▶ _WHAT TO DO_: From the line that includes "[outline] <item>beige linen" to the last line of the records, inclusive, repeat each line exactly.

-.-.-

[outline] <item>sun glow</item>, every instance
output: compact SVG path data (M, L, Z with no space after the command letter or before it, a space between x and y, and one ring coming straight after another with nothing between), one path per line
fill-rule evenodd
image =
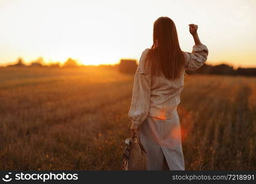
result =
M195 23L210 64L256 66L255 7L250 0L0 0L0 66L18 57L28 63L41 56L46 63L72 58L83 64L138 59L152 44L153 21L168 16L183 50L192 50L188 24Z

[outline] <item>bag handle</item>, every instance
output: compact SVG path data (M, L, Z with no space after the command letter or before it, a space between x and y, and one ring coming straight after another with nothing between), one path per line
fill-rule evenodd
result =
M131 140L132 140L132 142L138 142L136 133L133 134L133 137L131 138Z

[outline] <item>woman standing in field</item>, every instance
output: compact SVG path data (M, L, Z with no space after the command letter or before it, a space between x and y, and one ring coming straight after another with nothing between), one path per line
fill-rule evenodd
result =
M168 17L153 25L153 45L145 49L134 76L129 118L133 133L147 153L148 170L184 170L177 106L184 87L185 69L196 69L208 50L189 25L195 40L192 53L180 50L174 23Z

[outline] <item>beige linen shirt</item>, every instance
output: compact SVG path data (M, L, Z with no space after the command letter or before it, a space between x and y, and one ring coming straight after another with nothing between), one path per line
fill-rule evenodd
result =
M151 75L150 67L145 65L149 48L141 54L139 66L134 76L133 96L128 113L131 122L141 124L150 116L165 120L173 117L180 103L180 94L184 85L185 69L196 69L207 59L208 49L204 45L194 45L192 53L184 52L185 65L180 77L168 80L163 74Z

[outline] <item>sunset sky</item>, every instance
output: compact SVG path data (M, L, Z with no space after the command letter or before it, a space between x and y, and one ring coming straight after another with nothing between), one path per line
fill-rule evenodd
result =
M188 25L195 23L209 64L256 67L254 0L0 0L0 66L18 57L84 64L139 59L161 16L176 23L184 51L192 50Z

-.-.-

▶ _RESULT FOR THIS TASK_:
[outline] <item>beige linen shirt</item>, every instance
output: compact SVG path data (M, L, Z with no space after the command letter or before it, a space between x and y, and one ring coming straight after another with nothing between), one path per line
fill-rule evenodd
result =
M151 75L150 67L145 65L149 48L141 54L139 66L134 76L133 96L128 113L131 122L141 124L150 116L165 120L173 117L180 103L180 94L184 85L185 69L196 69L207 59L208 49L204 45L194 45L192 53L184 52L185 65L180 77L168 80L163 74Z

[outline] <item>sunset sky</item>, every instance
output: compact SVG path data (M, L, Z with no space after the command letter or before it, a space between x and y, and one ring coming straight after another with nothing between), one path per line
fill-rule evenodd
result =
M188 25L195 23L209 64L256 67L254 0L0 0L0 66L18 57L84 64L139 59L161 16L176 23L184 51L192 50Z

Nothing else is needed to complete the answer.